Short exercise:
Quote the lines from the line holding "For each instance of the red heart" to the very end of the listing, exactly, and no others.

Location labeling records
>> start
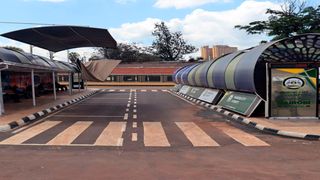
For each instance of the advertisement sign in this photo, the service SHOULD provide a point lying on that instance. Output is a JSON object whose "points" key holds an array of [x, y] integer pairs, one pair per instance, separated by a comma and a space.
{"points": [[195, 92], [209, 95], [293, 92], [184, 89], [243, 103]]}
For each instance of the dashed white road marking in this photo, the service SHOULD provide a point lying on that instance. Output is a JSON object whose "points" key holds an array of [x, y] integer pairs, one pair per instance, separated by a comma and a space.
{"points": [[126, 115], [134, 124], [134, 137]]}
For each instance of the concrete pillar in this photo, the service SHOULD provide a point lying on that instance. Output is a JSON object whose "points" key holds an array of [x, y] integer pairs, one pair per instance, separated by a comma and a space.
{"points": [[33, 88], [54, 85]]}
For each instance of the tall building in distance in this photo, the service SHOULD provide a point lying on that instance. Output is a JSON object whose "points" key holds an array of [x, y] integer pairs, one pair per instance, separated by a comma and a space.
{"points": [[216, 51], [206, 53]]}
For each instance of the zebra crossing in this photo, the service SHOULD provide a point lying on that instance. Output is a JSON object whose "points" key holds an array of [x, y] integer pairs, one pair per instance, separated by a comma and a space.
{"points": [[113, 135], [136, 90]]}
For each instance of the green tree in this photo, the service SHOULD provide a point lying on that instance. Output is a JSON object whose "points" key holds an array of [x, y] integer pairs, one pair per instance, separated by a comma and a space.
{"points": [[128, 53], [169, 46], [73, 57], [293, 18], [13, 48]]}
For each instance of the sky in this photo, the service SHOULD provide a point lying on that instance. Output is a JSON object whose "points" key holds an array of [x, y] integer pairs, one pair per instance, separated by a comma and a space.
{"points": [[202, 22]]}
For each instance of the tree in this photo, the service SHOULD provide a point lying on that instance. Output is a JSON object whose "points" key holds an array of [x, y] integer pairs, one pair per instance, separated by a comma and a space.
{"points": [[73, 57], [128, 53], [293, 18], [169, 46], [13, 48]]}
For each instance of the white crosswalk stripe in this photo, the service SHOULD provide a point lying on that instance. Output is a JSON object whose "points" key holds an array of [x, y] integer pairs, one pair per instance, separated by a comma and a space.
{"points": [[70, 134], [196, 135], [154, 134], [30, 133]]}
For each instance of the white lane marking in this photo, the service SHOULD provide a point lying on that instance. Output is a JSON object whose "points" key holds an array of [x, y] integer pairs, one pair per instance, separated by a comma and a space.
{"points": [[30, 133], [134, 124], [126, 115], [196, 135], [134, 137], [70, 134], [111, 135], [83, 116], [154, 135], [240, 136]]}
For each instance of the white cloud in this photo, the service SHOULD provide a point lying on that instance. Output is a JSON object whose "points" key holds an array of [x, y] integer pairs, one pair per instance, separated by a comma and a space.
{"points": [[202, 27], [179, 4], [52, 1], [125, 1]]}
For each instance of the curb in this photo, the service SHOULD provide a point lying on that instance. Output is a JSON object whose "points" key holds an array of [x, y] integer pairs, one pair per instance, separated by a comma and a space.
{"points": [[39, 115], [249, 123]]}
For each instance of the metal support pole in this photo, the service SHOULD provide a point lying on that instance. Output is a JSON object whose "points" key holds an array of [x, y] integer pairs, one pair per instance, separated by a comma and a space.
{"points": [[54, 86], [1, 97], [70, 84], [79, 82], [33, 88]]}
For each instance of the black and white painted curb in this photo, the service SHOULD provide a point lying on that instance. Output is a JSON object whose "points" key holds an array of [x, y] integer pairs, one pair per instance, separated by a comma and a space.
{"points": [[39, 115], [250, 123]]}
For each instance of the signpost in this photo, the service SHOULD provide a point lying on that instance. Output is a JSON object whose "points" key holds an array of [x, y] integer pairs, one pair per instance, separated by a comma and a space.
{"points": [[210, 96], [243, 103], [293, 92], [184, 89]]}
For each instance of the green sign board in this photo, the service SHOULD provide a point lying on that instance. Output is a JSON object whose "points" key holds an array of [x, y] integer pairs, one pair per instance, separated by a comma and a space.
{"points": [[242, 103], [293, 92]]}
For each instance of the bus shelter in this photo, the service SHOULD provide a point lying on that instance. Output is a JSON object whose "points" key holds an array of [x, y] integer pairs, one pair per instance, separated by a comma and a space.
{"points": [[53, 39], [281, 75]]}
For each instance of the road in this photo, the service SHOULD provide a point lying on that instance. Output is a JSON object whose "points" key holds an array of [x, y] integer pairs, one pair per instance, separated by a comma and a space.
{"points": [[149, 133]]}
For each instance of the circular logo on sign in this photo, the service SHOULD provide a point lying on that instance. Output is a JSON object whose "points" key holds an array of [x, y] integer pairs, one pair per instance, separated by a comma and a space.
{"points": [[293, 83]]}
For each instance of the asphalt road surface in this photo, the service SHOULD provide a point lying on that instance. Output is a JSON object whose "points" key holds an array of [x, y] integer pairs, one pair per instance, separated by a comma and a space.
{"points": [[149, 133]]}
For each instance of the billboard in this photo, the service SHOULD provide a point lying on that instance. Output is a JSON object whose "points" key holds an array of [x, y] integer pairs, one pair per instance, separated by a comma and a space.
{"points": [[243, 103], [293, 92]]}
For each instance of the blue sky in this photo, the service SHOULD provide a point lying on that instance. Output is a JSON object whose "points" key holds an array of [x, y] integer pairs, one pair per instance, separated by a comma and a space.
{"points": [[203, 22]]}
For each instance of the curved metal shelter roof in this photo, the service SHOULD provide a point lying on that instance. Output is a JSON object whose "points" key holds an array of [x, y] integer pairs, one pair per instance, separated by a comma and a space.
{"points": [[246, 70], [59, 38], [21, 61]]}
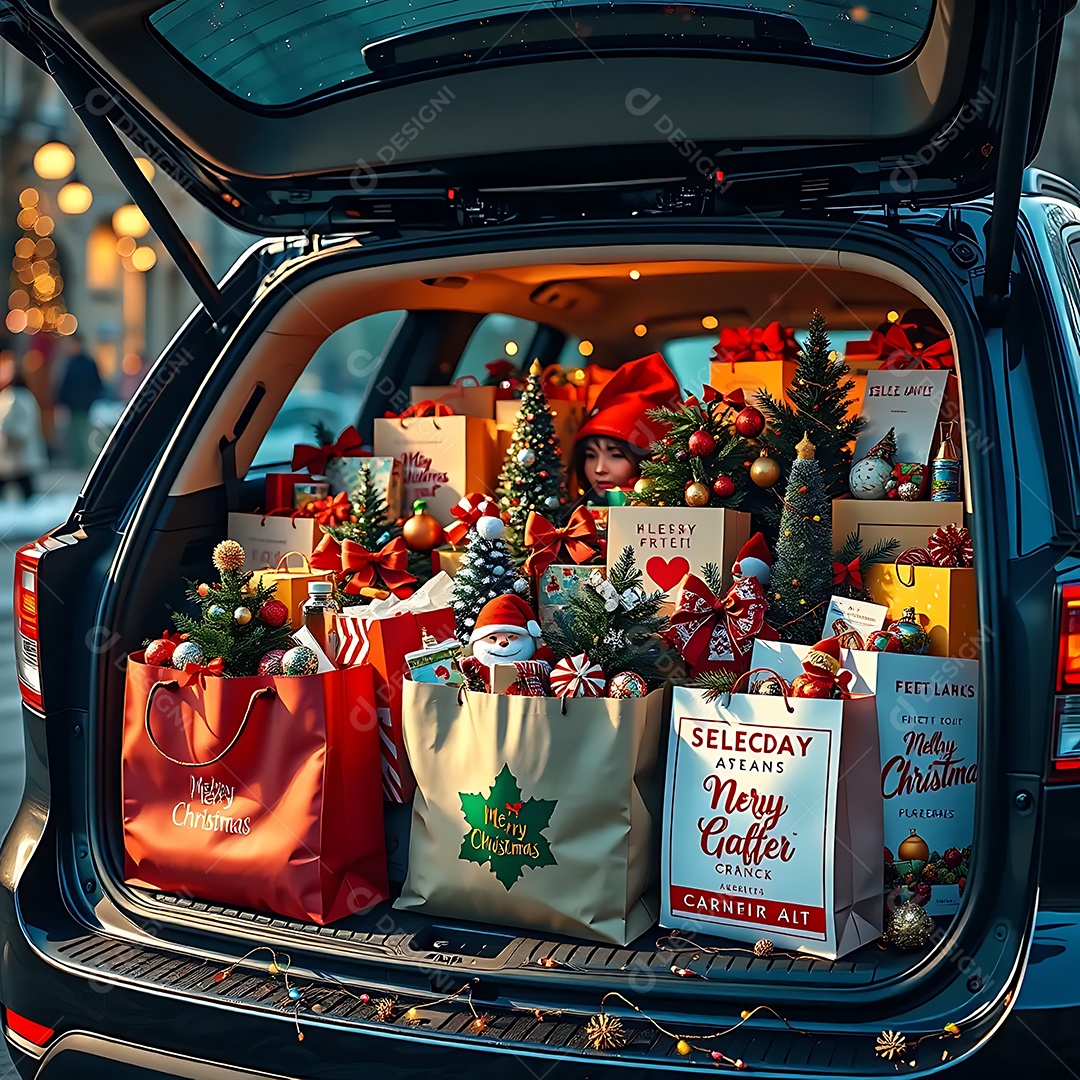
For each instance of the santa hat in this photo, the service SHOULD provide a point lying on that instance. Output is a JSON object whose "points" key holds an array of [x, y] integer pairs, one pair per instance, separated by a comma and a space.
{"points": [[754, 548], [620, 407], [505, 615], [824, 658]]}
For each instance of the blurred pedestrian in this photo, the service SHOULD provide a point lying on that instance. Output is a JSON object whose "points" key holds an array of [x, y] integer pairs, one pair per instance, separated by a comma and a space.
{"points": [[23, 451], [80, 387]]}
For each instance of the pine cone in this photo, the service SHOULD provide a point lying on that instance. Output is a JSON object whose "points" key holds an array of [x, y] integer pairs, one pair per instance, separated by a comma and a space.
{"points": [[228, 555]]}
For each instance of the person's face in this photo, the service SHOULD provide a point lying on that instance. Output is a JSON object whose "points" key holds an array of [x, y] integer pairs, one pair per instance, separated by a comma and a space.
{"points": [[607, 466]]}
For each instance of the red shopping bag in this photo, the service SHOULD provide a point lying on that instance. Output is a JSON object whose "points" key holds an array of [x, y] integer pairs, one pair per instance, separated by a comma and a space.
{"points": [[258, 792]]}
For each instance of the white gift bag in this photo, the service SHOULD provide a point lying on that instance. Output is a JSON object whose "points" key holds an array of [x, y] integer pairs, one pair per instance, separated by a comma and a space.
{"points": [[772, 821]]}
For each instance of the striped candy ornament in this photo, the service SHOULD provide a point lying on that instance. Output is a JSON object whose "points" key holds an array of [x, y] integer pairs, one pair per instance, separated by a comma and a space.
{"points": [[578, 677]]}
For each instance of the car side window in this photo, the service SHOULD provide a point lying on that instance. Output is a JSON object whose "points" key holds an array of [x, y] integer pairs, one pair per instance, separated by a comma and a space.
{"points": [[495, 337], [333, 388]]}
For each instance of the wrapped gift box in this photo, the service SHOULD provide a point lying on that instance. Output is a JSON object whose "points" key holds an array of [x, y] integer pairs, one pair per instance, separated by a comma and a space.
{"points": [[266, 540], [567, 417], [443, 458], [910, 523], [945, 595], [557, 585], [670, 542]]}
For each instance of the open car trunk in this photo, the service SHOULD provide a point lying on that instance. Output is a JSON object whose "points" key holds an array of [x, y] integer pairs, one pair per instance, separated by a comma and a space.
{"points": [[580, 293]]}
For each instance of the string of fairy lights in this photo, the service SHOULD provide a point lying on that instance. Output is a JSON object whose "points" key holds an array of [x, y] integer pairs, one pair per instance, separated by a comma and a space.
{"points": [[36, 301]]}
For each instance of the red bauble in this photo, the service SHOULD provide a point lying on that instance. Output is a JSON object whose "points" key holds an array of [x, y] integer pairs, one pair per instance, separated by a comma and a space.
{"points": [[160, 651], [273, 613], [750, 422], [701, 443]]}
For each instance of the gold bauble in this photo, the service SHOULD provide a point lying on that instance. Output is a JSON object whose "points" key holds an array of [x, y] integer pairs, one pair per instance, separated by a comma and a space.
{"points": [[697, 495], [422, 530], [908, 926], [913, 849], [765, 471]]}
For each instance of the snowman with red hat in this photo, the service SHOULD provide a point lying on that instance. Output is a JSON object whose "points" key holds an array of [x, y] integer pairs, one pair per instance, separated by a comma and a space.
{"points": [[505, 632], [822, 675]]}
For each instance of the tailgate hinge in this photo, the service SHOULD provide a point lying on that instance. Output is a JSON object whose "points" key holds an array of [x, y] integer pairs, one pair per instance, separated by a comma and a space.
{"points": [[80, 91]]}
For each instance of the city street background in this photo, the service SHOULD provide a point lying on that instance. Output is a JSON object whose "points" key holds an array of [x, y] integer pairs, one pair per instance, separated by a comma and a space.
{"points": [[100, 271]]}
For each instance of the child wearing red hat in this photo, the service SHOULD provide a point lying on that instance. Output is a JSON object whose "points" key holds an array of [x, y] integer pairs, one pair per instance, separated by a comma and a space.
{"points": [[618, 434]]}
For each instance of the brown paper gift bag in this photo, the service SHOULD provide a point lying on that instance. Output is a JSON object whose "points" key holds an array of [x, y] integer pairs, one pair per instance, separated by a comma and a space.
{"points": [[443, 458], [529, 818]]}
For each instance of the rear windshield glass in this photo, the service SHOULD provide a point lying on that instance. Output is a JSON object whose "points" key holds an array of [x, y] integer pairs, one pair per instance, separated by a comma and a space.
{"points": [[280, 52]]}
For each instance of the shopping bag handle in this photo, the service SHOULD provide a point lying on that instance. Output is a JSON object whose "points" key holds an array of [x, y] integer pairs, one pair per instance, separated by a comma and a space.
{"points": [[768, 671], [264, 691], [284, 558]]}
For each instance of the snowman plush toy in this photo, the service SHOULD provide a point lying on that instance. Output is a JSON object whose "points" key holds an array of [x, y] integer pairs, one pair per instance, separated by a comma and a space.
{"points": [[507, 632]]}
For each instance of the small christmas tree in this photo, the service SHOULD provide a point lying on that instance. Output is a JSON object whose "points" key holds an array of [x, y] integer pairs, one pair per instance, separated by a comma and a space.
{"points": [[703, 459], [532, 477], [801, 581], [238, 621], [487, 570], [818, 402], [615, 622]]}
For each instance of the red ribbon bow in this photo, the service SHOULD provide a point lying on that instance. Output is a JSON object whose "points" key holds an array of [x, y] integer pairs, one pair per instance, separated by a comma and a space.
{"points": [[421, 408], [365, 569], [469, 510], [755, 343], [216, 666], [900, 353], [315, 458], [705, 626], [851, 574], [547, 544]]}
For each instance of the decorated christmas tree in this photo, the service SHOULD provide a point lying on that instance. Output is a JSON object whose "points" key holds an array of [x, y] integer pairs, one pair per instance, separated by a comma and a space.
{"points": [[615, 622], [818, 402], [532, 477], [487, 570], [801, 581], [710, 457], [238, 621]]}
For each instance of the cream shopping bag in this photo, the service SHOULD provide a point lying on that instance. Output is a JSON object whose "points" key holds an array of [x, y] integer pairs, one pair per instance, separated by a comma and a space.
{"points": [[773, 821], [529, 817]]}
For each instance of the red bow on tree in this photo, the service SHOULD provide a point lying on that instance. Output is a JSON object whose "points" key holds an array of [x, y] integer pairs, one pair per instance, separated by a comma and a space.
{"points": [[852, 574], [216, 666], [755, 343], [469, 510], [576, 542], [715, 632], [421, 408], [315, 458], [363, 568], [900, 353]]}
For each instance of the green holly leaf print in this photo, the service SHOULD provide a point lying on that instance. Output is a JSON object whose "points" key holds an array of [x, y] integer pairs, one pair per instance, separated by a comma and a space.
{"points": [[504, 829]]}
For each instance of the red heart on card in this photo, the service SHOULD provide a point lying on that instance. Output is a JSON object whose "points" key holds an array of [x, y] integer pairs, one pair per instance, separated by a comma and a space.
{"points": [[667, 572]]}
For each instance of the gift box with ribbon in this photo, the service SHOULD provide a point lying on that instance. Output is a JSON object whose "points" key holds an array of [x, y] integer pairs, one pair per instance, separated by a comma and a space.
{"points": [[443, 455], [466, 396], [939, 581], [717, 633], [754, 358], [289, 578], [380, 635]]}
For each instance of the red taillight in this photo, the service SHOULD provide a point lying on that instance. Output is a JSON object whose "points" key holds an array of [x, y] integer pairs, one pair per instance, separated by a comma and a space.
{"points": [[27, 624], [28, 1029], [1068, 648]]}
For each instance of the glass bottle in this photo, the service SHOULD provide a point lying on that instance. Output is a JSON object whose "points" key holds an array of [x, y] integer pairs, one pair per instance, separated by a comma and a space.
{"points": [[319, 610]]}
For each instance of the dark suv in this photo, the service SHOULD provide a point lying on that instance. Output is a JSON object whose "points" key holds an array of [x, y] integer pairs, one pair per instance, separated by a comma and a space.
{"points": [[602, 180]]}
>> end
Expected output:
For each instance of the red heart on card in this photo, the service SHOULD provide a point lying on that instance. Output is a JSON object whose "points" key holds an array of [x, y] integer pairs, one pair per instance, separated by a comma and a space.
{"points": [[667, 572]]}
For each instance of the gift box with ribbon in this photo, the service SHOULD provide a point lying on that instance. Output is a JSON object whose "points" key holds an array of [x, y] integer pairs, one pair per instance, separated by a comma and a space.
{"points": [[443, 455], [466, 396], [939, 581], [717, 633], [754, 358], [289, 578], [380, 635]]}
For each instance of the red taillight in this photo, the service SHOULD provide a point lying on that instance. Output is a JSON object whose "points" key holds an array of [x, y] integer pairs, one pair per instance, separated by a comma and a space.
{"points": [[27, 624], [28, 1029], [1068, 648]]}
For each instance of the glass bottle in this photo, the service SHOULD provide a point lying on that instance. Output is a JSON object whose "points" key holds an array of [x, y] integer pairs, one pair per instance, separated by a comma and a space.
{"points": [[319, 610]]}
For each instance of the dark suv in this photo, the service SHOULD provide a point lying on that instance. Output is a JSON object whose "points" key holds an array of [x, y] integer pairs, one pair per instance, separated by a comma and a space.
{"points": [[602, 180]]}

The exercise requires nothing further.